◆ **What to work on**:
Put the lines below into a numbered list, leaving out any blank lines.

◆ **Task material**:

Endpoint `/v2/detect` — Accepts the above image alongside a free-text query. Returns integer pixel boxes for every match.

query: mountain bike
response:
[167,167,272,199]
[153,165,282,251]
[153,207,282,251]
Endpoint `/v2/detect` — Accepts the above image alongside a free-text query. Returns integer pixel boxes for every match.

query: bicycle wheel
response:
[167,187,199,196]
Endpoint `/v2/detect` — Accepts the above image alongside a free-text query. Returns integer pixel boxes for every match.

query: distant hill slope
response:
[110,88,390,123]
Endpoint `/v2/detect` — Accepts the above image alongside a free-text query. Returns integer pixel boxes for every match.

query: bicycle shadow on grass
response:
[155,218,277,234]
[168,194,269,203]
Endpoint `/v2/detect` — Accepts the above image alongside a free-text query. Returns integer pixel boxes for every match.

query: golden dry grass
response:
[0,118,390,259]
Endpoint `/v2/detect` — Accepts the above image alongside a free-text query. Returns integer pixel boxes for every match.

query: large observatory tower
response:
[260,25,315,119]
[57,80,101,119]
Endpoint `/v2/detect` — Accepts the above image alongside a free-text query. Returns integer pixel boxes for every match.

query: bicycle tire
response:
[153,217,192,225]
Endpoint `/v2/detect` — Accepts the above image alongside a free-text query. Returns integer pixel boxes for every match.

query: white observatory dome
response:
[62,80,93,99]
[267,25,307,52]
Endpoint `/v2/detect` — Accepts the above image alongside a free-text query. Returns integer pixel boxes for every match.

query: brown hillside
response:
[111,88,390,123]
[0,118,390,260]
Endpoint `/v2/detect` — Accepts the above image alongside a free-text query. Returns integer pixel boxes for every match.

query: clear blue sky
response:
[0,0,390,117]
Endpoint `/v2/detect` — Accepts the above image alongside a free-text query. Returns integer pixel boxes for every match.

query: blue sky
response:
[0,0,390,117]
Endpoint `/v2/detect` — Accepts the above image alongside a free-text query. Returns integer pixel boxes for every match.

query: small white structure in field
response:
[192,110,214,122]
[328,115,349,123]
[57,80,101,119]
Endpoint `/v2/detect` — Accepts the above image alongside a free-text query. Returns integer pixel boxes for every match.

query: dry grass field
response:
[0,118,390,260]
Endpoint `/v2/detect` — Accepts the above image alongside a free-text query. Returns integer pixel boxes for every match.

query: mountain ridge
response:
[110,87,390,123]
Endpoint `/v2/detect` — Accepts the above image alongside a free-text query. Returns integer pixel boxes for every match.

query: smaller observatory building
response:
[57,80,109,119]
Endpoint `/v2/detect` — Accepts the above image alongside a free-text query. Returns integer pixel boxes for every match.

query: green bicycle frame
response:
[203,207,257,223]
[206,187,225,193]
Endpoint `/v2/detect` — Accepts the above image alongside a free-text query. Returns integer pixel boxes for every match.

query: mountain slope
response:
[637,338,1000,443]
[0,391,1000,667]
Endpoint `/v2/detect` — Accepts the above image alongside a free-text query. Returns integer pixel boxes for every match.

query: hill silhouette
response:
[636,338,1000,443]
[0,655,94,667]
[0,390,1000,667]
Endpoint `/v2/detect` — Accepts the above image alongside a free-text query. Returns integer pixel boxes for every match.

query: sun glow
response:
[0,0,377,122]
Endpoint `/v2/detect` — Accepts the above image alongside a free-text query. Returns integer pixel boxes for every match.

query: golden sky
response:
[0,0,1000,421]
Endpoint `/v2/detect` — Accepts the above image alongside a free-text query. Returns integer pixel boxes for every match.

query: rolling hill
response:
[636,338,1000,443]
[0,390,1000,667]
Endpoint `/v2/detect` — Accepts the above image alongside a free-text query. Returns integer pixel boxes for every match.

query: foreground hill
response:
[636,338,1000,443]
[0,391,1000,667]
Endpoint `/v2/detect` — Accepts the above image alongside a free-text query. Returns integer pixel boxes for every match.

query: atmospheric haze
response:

◆ **Solution to the problem**:
1. Endpoint `/v2/detect` — Accepts the above image alongside a free-text query. Returns integer pixel boxes for every match.
2. query: mountain bike
3. response:
4. [167,167,272,199]
5. [153,165,282,251]
6. [153,207,282,251]
7. Endpoint `/v2/detect` — Accepts the above image alongside a free-text query. Returns integer pixel boxes for every match.
8. query: bicycle wheel
9. response:
10. [167,187,199,196]
11. Endpoint `/v2/detect` — Accepts the above image alongside a free-text query. Returns integer pixel boxes for every match.
12. query: distant hill slope
13. response:
14. [110,88,390,123]
15. Endpoint `/v2/detect` — Accepts the above image alongside a free-text query. Returns integer pixel boxes for every match.
16. query: bicycle shadow on grass
17. response:
18. [155,218,277,234]
19. [168,194,269,203]
20. Endpoint `/v2/detect` — Accepts the above image alongside a free-text query. Returns integer pixel boxes for every match.
21. query: golden dry grass
22. response:
23. [0,118,390,259]
24. Endpoint `/v2/detect` — Accepts the above image alongside a free-text query. Returns integer pixel boxes for every match.
25. query: large observatory tower
26. response:
27. [260,25,315,119]
28. [57,80,101,119]
29. Endpoint `/v2/detect` — Accepts the above image alongside a free-text query. Returns integer pixel boxes for every match.
30. query: bicycle tire
31. response:
32. [153,217,192,225]
33. Endpoint `/v2/detect` — Accepts the above image alongside a free-text query. Returns integer pixel boxes for every match.
34. query: white observatory dome
35. response:
36. [62,80,93,99]
37. [267,25,307,52]
38. Endpoint `/v2/detect` — Accepts the above image alongside a free-text query. Returns integer pixel boxes for every match.
39. query: brown hillside
40. response:
41. [111,88,390,123]
42. [0,118,390,260]
43. Endpoint `/v2/detect` — Accepts the above image alongside a free-text query. Returns integer pixel boxes for every match.
44. query: clear blue sky
45. response:
46. [0,0,390,117]
47. Endpoint `/v2/detect` — Accepts the above image alongside a free-text query. Returns integer pixel boxes for every match.
48. query: blue sky
49. response:
50. [0,0,390,117]
51. Endpoint `/v2/detect` — Accepts the above image alongside a free-text query. Returns integer pixel boxes for every match.
52. query: small white structure in field
53. response:
54. [192,110,214,122]
55. [328,115,349,123]
56. [57,80,101,119]
57. Endpoint `/v2/detect` — Accepts the above image alongside a free-text query. Returns integer pixel boxes for every match.
58. query: dry grass field
59. response:
60. [0,118,390,260]
61. Endpoint `/v2/detect` — Accepts the above image alongside a free-text query. Returns integer pixel boxes for every match.
62. query: mountain ridge
63. response:
64. [110,87,390,123]
65. Endpoint `/v2/detect` — Accepts the above image alongside a free-text query. Returns integer pixel boxes for every match.
66. query: smaller observatory building
67. response:
68. [57,80,109,119]
69. Endpoint `/v2/detect` — Accepts the above image alongside a free-text query. Returns integer pixel boxes for every match.
70. query: green bicycle frame
71. response:
72. [203,207,257,223]
73. [206,187,225,193]
74. Endpoint `/v2/detect` — Accepts the above image alongside a free-text query. Returns integer pixel boxes for every match.
75. query: mountain slope
76. response:
77. [637,338,1000,443]
78. [0,391,1000,667]
79. Endpoint `/v2/detect` — Accepts the above image alongside a free-text query. Returns integer pixel boxes for every match.
80. query: hill silhouette
81. response:
82. [636,338,1000,443]
83. [0,655,94,667]
84. [0,390,1000,667]
85. Endpoint `/v2/detect` — Accepts the above image alongside a free-text query. Returns integer pixel boxes for every match.
86. query: sun glow
87. response:
88. [0,0,377,122]
89. Endpoint `/v2/detect` — Accepts the above image alongside a free-text query. Returns integer pixel boxes for every match.
90. query: golden sky
91. response:
92. [0,0,1000,421]
93. Endpoint `/v2/detect` — Accepts the above image alongside a free-text query. Returns integer pixel boxes for every match.
94. query: rolling hill
95. response:
96. [636,338,1000,443]
97. [0,390,1000,667]
98. Endpoint `/v2/detect` — Accepts the above image alongside a free-text query. Returns integer pixel boxes for every match.
99. query: foreground hill
100. response:
101. [636,338,1000,443]
102. [0,391,1000,667]
103. Endpoint `/v2/detect` — Accepts the above image alongside a free-text query. Returns integer pixel boxes for every match.
104. query: atmospheric haze
105. response:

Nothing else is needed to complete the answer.